## Text block:
--
God continually reminds Abraham of who he is, and renews his faithfulness and covenant despite his decision-making.  He does this because he ultimately had a heart that desired to please God.  That's it...he was just trying!  He acknowledges when he screws up, takes responsibility for his choices and then tries again...

This should be a comfort to you...because it means that you too can experience God in the same way.  I'm pretty sure this is why God wanted these stories in scripture...so that we could see people like us doing amazing things through the power of God.  

God's word is alive...it is applicable for all time.  God doesn't expect perfection-in fact, he knows that we will screw up perhaps in a really big way-but his promises are true and he will redeem the screw up...all of them.  He just wants your heart.   He just wants you to try.  He's there to help and guide you. He will ask you to give up everything and suffering will most definitely come because we live in a messed up world!...but he is FAITHFUL!  Always...Do you see it?  Or are you giving up on God because he's not doing what you think he should?  Perhaps a change of perspective is what we need...to view our situation with the lens of who God is.  

How has God been faithful to you this year?

Until the next time :-), C

Wednesday, July 23, 2014

Joy in the Journey


Today I am feeling an excitement like I’ve not felt in a long time.  To be quite honest, things are a bit bleak…the bank account is drained, friends are hurting, and there is a lot of work to do…but I am excited.  God has chosen us to sell out…to give it all up.  We are slashing bills, giving things away, and learning to live with much much less.  We are taking risks…jumping off of metaphorical bridges…and I’m excited!  There truly is joy in the journey.  

We want to walk with you throughout life.  If you need someone to talk to…Dan and I would love to meet with you as couples or as individuals.  Not because we’re perfect…because we’ve tasted God’s grace…his mercy…and we love walking with those that want to go deeper.  

We’d also love to teach you more about Jesus.  Check out our website to join one of our 5 small groups or join us on a Sunday evening.  

Come and see...

until the next time :-), C

Wednesday, July 2, 2014

Let's talk about church baby...


Let's talk about church.  THE church...not A church.  There's a difference...did you know?  This past year, Dan and I have been in a lot of churches, staff meetings, interviews, and just meeting a lot of ministry leaders.  I have been impressed by the presence of a kingdom mindset.  The Kingdom of God...all of those who have put their faith in Jesus Christ and surrendered control of their lives to Him.  We may express ourselves in different venues...some wear suits, some wear cut offs.  Some have sleeve tattoos...some like solitude, some prefer hymns on an organ, some like the loud crazy dance around music.  Some like grape juice, and some like WINE.  Some hide underground and drink in the words of the Bible like their lives depend on it...some are tortured and imprisoned for their faith.  Some fight over the color of the carpet...(hopefully they repent).  All in all, we are all a part of the Kingdom of God.  There can never be too many venues.  Shoot...let's have a venue in every house right?
--
## Entries provided:
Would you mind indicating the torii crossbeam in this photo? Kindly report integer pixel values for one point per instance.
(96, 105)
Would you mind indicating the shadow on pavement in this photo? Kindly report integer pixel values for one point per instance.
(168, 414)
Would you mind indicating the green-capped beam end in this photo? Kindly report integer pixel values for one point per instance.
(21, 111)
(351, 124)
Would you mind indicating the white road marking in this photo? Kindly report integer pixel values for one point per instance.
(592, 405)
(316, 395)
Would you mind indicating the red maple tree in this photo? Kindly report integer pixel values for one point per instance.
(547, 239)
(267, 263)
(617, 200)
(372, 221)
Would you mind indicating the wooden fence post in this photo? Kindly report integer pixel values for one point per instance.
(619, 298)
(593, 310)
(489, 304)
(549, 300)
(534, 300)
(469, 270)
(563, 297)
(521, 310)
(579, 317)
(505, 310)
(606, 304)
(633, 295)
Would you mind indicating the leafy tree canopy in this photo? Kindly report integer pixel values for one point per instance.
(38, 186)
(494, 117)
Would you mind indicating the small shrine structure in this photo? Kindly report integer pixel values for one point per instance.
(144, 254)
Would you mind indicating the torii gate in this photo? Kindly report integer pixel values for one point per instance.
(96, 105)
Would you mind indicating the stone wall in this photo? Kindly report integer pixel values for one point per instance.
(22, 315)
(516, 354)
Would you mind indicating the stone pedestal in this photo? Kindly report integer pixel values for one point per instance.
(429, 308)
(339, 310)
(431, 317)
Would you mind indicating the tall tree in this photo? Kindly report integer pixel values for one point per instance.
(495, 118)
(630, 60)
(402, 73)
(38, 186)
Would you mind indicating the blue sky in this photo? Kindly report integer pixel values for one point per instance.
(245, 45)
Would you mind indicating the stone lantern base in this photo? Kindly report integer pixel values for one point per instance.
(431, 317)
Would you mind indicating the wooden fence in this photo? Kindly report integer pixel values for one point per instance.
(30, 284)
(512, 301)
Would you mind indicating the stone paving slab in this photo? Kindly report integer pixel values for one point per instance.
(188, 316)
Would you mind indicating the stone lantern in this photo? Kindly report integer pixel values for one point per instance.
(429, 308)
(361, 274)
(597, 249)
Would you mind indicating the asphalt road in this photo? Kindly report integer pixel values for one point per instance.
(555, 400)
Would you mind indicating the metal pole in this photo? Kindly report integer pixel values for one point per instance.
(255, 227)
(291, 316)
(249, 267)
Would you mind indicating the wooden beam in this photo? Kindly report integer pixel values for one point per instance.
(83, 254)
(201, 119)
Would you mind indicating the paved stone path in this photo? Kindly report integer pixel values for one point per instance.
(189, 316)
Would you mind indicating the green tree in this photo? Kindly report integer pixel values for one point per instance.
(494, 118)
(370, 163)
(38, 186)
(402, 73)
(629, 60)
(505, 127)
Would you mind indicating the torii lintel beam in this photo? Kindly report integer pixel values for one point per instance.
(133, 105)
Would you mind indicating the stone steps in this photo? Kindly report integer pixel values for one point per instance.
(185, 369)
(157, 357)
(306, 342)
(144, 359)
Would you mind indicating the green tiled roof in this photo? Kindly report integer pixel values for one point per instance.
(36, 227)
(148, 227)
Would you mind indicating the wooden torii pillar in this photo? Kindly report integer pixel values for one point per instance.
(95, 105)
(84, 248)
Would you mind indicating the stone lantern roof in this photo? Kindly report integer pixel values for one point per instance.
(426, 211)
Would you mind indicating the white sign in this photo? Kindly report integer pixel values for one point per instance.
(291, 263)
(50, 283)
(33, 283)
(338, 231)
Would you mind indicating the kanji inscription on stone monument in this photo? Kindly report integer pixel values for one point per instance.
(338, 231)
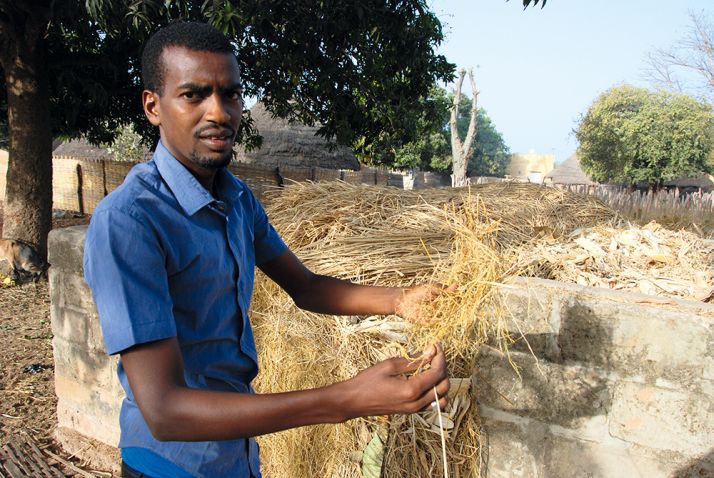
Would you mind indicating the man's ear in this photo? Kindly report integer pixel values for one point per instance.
(151, 107)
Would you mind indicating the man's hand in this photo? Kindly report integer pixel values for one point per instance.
(409, 305)
(392, 386)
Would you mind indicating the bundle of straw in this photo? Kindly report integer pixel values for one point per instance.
(391, 237)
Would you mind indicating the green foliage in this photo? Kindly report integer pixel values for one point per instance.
(631, 135)
(431, 150)
(356, 68)
(491, 154)
(127, 146)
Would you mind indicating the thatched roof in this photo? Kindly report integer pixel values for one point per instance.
(293, 144)
(569, 172)
(80, 149)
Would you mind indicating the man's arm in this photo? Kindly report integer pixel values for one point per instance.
(328, 295)
(175, 412)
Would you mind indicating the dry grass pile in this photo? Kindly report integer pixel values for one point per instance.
(649, 259)
(392, 237)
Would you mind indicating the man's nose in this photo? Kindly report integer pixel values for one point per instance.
(216, 111)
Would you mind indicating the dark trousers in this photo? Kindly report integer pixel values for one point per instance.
(129, 472)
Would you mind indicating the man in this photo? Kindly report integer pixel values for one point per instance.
(170, 257)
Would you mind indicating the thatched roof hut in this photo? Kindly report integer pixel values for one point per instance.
(568, 172)
(293, 144)
(81, 149)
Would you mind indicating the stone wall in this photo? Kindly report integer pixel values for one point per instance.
(611, 384)
(88, 393)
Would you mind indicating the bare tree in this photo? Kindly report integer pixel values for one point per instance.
(461, 152)
(693, 55)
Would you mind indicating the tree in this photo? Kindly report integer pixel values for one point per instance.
(432, 148)
(491, 154)
(462, 151)
(693, 55)
(631, 135)
(357, 68)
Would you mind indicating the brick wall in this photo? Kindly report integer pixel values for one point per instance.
(617, 384)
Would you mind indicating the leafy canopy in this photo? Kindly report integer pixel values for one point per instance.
(354, 67)
(431, 150)
(631, 135)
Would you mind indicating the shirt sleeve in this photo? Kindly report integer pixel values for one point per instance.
(266, 240)
(124, 266)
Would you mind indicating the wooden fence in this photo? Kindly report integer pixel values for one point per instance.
(79, 184)
(668, 206)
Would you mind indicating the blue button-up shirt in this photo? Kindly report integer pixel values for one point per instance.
(164, 258)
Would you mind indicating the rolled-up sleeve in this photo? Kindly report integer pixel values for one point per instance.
(124, 266)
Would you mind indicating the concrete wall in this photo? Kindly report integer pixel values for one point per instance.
(616, 385)
(89, 394)
(3, 172)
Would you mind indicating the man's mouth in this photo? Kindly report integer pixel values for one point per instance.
(218, 139)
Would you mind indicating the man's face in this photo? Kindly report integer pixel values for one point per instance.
(199, 109)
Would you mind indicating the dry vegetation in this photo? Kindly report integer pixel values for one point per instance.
(475, 238)
(27, 400)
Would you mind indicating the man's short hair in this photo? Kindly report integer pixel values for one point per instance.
(192, 35)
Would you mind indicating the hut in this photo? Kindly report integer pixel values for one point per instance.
(530, 166)
(568, 173)
(294, 145)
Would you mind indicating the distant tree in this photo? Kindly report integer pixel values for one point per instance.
(692, 55)
(431, 150)
(631, 135)
(128, 145)
(491, 154)
(72, 67)
(462, 150)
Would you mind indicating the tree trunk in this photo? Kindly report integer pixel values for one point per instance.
(462, 152)
(28, 194)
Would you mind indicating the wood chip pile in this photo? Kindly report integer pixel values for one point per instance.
(650, 260)
(475, 238)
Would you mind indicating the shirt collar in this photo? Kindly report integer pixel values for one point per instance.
(190, 194)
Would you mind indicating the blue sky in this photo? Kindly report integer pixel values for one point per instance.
(539, 70)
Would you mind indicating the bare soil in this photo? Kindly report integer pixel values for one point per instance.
(28, 402)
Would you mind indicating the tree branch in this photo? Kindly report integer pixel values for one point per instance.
(455, 140)
(471, 133)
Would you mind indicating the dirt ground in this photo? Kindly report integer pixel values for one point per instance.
(27, 399)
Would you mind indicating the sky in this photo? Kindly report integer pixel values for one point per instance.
(539, 70)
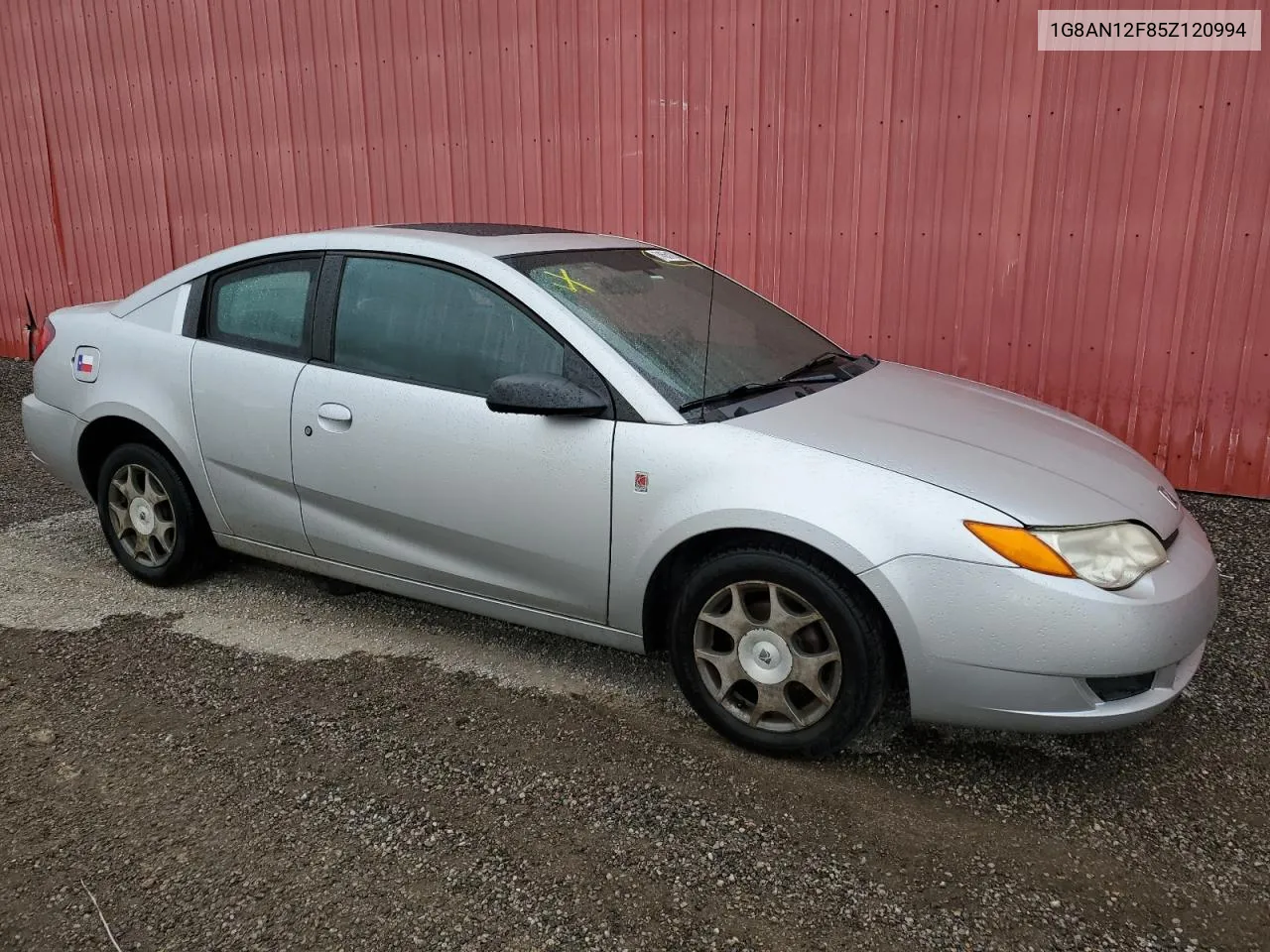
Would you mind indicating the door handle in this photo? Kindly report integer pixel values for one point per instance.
(335, 413)
(334, 417)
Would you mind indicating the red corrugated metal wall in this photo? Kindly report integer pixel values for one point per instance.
(915, 178)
--
In the blog text, the writer describes things as "a bit bleak." List every circumstance named as part of that bleakness. The listing was taken from a separate source and is unrelated to the blog text.

- The bank account is drained.
- Friends are hurting.
- There is a lot of work to do.